- [Selected extract]:
Generally, by comparing the different feature combinations, we can observe that no matter what kind of spatial unit is used, the best choice is always to fuse all the features in order for the best classification accuracy to be obtained.
Figure 5 shows the confusion matrixes for the classification results (
Table 3) of each method that are closest to the average accuracy. The spatial unit had a great impact on classification accuracy. According to
Figure 5a, the public service area obtained an inadequate accuracy with block level urban parcels, because OSM is a volunteer based upload platform in which many roads are not accurate, or the networks are incomplete. Therefore, many blocks could not be properly partitioned, and lots of manual operations were needed. Moreover, due to the limited number of blocks in the Futian district, the number of public service samples is inadequate, which results in a large number of deficiencies when training the model.
Figure 5b illustrates that the educational type had a poor performance in the grid method and
Figure 5c shows that the public service parcels were often confused with other parcels.
4.2. Impact on Feature Importance
A total number of 114 features were used for urban land use classification in this study (
Figure 3), including 22 landscape metrics, 73 spectral/textural/SIFT features, 18 Gaode POI features, and 1 special object feature.
Figure 6 shows the rankings of feature importance (Top 30) using three different partitions. The importances of features are quite different among the different partition methods.
For block level parcels, POI features occupied 3/10 of the top ten features and the first three were all POI features. This means that POIs are far more important than other features when using the block partition method. The textural features also enter the top 10 and occupied two positions. Pland_4, Pland_2 and Pland_0 are the ninth, twelfth and thirteenth most important features, which represent the percentage of shadow, natural land and built-up areas in a block, respectively. The SIFT feature has four positions in the top 30. Only two feature vectors of the spectral features ranked in the top 30 most important features, which were ranked as four and 30, respectively.
Using grid level parcels, the gap of importances between different features is not particularly large. The landscape metrics has 13 positions in the list (
Figure 6b). The special object PGs ranked first. The texture takes only one position, which ranked second. None of the SIFT features ranked in the top 30.

- [Goal 1]: Translate this sentence from the urban land use classification text into Spanish: "The importances of features are quite different among the different partition methods."
- [Goal 2]: Proceed with the urban land use classification text, starting right after its last sentence.
The material placed after this plays no part here.

- [Extracted material]:
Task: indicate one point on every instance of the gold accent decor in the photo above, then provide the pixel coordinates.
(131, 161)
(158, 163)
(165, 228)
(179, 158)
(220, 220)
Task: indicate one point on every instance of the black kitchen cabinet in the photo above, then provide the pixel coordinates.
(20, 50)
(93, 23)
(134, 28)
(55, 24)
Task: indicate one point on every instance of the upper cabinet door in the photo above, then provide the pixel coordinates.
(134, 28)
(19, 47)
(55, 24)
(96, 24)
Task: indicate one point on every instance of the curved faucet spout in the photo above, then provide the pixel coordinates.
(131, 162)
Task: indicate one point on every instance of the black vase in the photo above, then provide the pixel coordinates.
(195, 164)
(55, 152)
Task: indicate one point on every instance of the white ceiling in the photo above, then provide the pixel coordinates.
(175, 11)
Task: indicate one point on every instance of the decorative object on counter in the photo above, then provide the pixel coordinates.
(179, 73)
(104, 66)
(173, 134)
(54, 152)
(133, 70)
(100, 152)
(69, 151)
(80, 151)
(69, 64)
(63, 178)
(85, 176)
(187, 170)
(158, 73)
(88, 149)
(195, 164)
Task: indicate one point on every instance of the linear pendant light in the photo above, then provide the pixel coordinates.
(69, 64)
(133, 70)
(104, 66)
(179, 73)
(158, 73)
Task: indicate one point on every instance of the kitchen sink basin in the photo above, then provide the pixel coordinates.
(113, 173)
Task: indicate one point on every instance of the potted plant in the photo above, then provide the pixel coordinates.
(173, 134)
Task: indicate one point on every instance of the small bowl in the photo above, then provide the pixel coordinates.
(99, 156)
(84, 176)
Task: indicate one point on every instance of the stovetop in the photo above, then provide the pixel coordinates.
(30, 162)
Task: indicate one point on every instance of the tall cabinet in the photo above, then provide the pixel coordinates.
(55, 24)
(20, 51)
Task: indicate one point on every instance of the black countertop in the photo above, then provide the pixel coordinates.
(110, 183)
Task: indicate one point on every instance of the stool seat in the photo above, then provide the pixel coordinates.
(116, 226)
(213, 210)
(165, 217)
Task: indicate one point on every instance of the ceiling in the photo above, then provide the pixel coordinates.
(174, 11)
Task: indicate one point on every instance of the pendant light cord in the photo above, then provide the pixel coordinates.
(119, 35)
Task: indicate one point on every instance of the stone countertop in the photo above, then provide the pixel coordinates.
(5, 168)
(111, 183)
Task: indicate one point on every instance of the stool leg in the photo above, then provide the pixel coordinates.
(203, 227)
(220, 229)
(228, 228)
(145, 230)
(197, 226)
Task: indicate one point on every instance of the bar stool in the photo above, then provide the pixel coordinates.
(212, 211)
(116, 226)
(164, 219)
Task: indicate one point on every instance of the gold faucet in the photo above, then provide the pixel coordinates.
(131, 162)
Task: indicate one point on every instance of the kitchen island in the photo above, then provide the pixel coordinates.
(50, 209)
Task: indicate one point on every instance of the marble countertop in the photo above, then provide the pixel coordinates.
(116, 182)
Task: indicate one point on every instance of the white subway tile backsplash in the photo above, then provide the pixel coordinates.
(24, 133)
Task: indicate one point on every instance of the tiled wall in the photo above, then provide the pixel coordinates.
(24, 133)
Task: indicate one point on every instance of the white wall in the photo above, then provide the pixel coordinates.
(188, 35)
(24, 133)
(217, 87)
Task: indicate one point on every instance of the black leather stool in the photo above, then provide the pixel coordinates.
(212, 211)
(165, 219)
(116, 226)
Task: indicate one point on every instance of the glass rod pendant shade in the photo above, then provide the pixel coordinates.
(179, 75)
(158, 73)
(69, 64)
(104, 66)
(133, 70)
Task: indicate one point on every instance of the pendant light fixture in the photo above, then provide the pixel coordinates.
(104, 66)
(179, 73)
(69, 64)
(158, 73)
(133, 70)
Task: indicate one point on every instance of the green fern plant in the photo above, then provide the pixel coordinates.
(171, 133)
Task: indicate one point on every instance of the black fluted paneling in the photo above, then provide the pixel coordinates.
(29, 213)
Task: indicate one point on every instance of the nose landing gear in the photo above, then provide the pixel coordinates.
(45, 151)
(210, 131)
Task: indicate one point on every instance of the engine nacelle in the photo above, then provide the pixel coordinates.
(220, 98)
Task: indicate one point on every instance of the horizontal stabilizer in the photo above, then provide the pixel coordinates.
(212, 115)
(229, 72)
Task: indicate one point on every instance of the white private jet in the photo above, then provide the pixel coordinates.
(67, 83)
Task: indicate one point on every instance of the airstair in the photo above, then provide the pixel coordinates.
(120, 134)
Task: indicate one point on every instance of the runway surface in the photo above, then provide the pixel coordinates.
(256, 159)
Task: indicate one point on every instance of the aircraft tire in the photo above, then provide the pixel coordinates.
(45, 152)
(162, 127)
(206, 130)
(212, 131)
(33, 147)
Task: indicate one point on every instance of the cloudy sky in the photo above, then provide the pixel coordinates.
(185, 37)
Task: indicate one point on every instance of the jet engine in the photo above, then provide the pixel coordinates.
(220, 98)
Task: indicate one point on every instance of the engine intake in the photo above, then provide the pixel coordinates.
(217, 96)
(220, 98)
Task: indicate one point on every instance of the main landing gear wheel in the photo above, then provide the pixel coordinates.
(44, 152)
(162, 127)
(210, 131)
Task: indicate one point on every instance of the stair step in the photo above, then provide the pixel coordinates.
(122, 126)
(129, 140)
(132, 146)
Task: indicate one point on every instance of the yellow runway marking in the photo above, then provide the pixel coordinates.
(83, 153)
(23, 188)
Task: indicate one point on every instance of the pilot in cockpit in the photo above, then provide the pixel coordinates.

- [Exercise output 1]: La importancia de las características es bastante diferente entre los distintos métodos de partición.

- [Exercise output 2]:
Using object level parcels, POI is the most important feature which occupied 7/10 of the top ten and almost all of the POI features are on the list. Landscape metrics occupied seven of the top 30. Spectral features are the least important compared with the other features because they only occupy two of the top 30 positions.
Comparing the ranks of feature importances using the three different methods, it can be observed that the spectral features are less important for identifying parcels than the other features in the block and object methods. SIFT features are insignificant features in the grid method. As expected, the semantic feature of the playground was identified as an important feature no matter what kind of partition was chosen. This demonstrates the importances of the use of specific features in functional area mapping.
As suggested by
Figure 6, POI is the most important feature. Specifically, from the ranking we can deduce that the new extracted feature is a critical attribute for all of the conditions. Landscape metrics, especially at the class-level PLAND, became an important attribute in each partition, because they represented the proportion of land cover types in a single parcel. Spectral and textural attributes are more important for block and object level parcels, but were seldom found to rank in the top 30 features for grid level mapping.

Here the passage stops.